> **TO DO**
Report the count of lines in the material below that contain the string "black". Output the number only.

> **GIVEN RECORDS**
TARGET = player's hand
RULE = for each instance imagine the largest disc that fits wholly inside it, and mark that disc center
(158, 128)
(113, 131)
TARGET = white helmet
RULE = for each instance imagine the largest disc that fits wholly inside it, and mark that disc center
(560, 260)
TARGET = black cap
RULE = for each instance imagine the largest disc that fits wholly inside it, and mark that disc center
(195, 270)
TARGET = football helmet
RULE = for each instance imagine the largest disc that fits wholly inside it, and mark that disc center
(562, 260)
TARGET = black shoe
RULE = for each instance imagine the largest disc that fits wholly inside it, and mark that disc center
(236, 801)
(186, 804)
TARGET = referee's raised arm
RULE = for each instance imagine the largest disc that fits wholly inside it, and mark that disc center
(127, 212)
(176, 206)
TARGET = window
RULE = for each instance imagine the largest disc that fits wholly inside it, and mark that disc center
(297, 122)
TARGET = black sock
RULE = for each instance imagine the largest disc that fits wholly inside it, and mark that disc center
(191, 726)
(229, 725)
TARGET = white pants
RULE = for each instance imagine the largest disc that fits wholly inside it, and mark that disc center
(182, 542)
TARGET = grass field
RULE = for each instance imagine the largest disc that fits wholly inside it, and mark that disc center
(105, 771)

==

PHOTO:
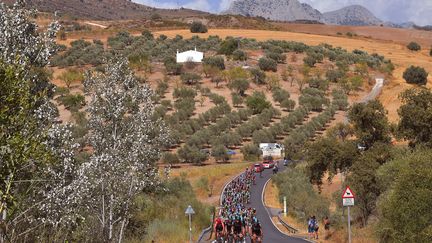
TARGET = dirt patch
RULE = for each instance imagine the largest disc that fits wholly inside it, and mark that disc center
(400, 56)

> **WRITTEN REPLY**
3